• **Exercise**
Please count the lines in the rows below that contain the string "plant", treating capital and lowercase letters as different. Reply with the number alone.

• **Given data**
————————

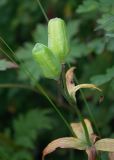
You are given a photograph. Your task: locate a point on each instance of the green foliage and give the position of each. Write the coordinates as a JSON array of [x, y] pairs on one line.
[[27, 129], [4, 65], [90, 25]]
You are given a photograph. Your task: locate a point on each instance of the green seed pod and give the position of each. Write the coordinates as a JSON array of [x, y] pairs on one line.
[[48, 63], [58, 39]]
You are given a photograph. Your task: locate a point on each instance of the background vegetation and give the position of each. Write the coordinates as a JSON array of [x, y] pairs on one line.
[[27, 120]]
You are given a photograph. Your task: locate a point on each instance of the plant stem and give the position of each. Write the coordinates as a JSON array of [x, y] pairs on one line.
[[87, 106], [74, 105], [43, 11]]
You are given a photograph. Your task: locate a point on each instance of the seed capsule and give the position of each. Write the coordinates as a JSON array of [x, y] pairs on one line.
[[58, 39], [48, 63]]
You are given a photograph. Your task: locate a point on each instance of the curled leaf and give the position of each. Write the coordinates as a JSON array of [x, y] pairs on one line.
[[79, 131], [72, 89], [106, 144], [66, 142], [111, 156]]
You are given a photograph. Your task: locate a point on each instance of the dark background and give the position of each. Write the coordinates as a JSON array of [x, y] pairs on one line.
[[27, 120]]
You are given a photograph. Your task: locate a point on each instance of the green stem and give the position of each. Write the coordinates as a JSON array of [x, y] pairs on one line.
[[87, 106], [43, 11], [74, 105]]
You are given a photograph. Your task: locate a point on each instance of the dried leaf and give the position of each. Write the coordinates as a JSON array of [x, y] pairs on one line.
[[72, 89], [65, 142], [111, 156], [79, 131], [106, 144]]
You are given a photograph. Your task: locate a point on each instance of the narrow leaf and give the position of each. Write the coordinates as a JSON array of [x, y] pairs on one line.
[[106, 144], [4, 65], [65, 142]]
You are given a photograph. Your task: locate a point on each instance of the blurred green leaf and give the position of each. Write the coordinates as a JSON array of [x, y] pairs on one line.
[[4, 65], [101, 79]]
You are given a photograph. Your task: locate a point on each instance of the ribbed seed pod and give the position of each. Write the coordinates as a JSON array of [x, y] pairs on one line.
[[58, 39], [48, 63]]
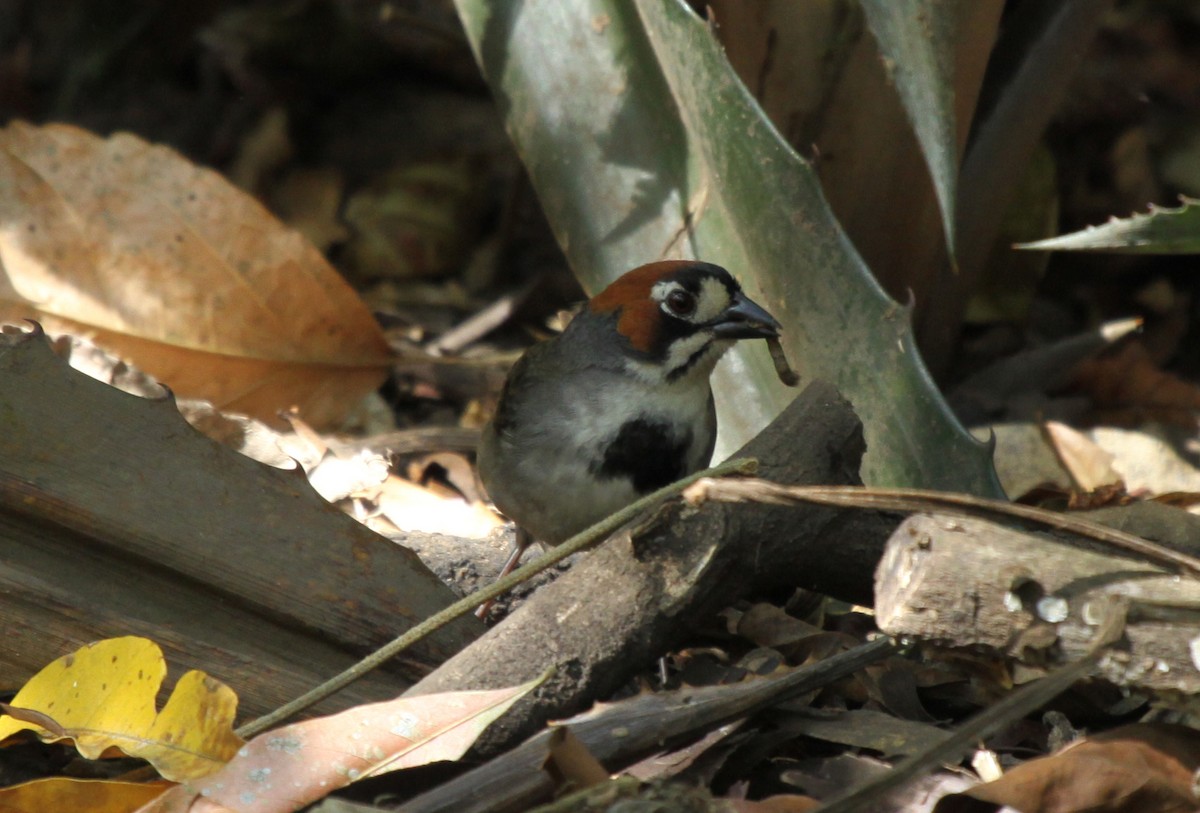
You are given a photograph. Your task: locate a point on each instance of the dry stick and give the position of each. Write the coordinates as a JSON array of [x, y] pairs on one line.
[[463, 606], [1024, 700], [917, 499]]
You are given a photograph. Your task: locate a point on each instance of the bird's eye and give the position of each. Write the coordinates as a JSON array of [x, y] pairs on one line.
[[681, 302]]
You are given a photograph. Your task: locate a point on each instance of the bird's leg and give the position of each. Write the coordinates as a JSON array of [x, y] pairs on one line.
[[521, 542]]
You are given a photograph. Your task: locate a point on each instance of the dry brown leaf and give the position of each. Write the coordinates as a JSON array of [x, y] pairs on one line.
[[1128, 387], [1133, 769], [172, 266], [1089, 465], [570, 762]]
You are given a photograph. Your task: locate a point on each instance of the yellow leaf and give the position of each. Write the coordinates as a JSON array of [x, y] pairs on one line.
[[91, 795], [102, 696]]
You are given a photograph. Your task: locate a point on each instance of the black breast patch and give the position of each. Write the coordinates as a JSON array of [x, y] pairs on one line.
[[647, 453]]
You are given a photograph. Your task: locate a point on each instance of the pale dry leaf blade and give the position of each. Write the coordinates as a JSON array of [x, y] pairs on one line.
[[171, 265], [286, 769]]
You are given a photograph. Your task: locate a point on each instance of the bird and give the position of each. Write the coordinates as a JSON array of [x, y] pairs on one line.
[[618, 404]]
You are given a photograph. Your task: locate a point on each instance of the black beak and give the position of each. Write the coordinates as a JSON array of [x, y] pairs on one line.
[[745, 319]]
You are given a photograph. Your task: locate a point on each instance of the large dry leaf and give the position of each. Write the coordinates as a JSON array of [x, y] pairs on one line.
[[102, 696], [172, 266], [119, 518], [292, 766], [1134, 769]]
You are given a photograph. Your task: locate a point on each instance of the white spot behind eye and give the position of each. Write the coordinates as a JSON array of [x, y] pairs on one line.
[[711, 301]]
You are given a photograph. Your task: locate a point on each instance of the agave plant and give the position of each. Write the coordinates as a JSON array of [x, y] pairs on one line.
[[643, 138]]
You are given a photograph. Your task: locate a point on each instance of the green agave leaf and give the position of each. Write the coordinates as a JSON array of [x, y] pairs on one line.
[[642, 144], [1163, 230], [917, 38]]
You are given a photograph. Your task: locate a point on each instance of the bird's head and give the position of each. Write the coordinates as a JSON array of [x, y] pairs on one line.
[[678, 317]]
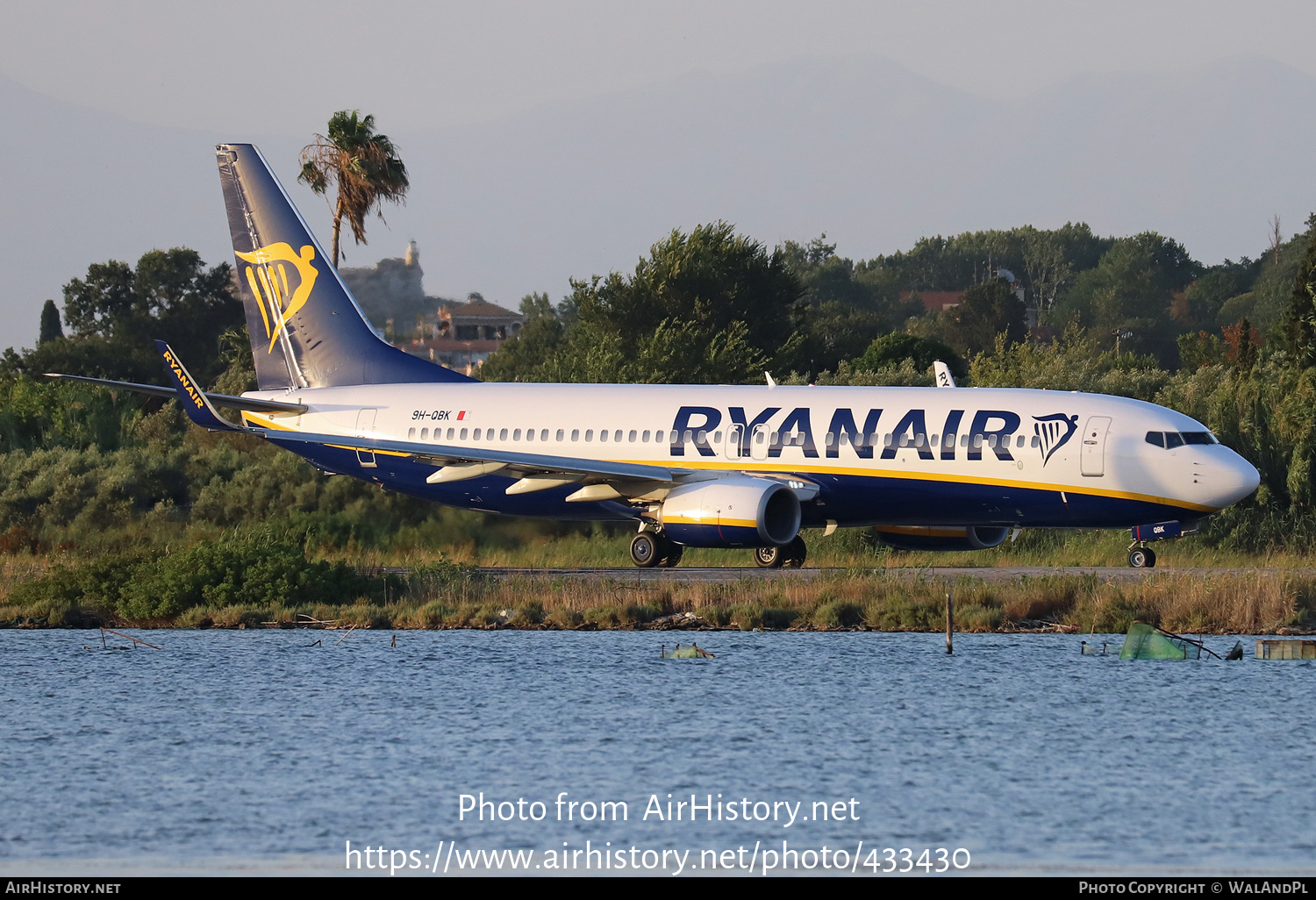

————————

• **Written response**
2